Top of Data for this exercise

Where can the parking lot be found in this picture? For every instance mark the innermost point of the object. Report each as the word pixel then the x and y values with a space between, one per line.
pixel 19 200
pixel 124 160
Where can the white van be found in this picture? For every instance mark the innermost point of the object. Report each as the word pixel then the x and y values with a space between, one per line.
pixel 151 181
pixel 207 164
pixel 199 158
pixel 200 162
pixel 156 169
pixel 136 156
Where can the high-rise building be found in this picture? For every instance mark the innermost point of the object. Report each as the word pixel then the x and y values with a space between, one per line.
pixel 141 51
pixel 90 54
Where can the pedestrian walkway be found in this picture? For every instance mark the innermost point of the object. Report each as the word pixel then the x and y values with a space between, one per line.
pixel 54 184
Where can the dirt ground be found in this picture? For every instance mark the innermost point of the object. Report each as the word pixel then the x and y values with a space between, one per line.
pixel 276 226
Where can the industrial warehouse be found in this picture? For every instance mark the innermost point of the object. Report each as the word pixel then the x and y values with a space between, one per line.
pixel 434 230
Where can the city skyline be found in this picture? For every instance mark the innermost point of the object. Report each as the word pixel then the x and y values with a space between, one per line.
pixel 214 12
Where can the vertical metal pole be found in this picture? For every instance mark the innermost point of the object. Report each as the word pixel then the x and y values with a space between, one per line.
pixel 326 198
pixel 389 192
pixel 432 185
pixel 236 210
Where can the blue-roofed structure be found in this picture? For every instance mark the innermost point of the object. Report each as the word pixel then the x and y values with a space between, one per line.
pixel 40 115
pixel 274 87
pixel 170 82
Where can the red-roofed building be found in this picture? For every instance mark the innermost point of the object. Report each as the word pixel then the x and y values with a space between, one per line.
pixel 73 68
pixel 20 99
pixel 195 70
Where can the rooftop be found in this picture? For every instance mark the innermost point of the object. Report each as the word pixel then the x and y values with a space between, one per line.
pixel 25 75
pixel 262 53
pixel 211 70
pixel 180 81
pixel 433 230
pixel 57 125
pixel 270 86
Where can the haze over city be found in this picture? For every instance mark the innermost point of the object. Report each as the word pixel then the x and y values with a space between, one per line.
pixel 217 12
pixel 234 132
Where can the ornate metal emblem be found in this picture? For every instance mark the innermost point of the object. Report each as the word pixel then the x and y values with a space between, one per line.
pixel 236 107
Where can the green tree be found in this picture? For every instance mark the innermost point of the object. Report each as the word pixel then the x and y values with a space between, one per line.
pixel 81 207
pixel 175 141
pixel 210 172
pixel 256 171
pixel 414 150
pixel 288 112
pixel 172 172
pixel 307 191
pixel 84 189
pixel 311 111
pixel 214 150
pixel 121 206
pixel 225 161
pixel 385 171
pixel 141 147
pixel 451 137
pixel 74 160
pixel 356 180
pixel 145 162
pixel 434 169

Bottom of Data for this exercise

Exercise.
An exact copy is required of each line from the one containing "Where can the green" through the last line of the material, and of no other line.

Exercise solution.
Where can the green tree be found in this picture? For every instance mark the innermost point of the object. Report each as the word pixel then the x and y values with a space between, one per line.
pixel 81 207
pixel 175 141
pixel 210 172
pixel 256 171
pixel 414 150
pixel 288 112
pixel 172 172
pixel 307 191
pixel 84 189
pixel 311 111
pixel 214 150
pixel 121 206
pixel 225 161
pixel 385 171
pixel 141 147
pixel 451 137
pixel 74 160
pixel 356 180
pixel 145 162
pixel 434 169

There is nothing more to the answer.